▸ Problem statement
Select every line in the records that contains the string "body". Treat uppercase and lowercase letters as different.

▸ Data for this task
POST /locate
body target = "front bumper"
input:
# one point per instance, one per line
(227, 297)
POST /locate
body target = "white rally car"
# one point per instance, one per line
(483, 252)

▸ Solved problem
body target = "front bumper"
body target = "white rally car"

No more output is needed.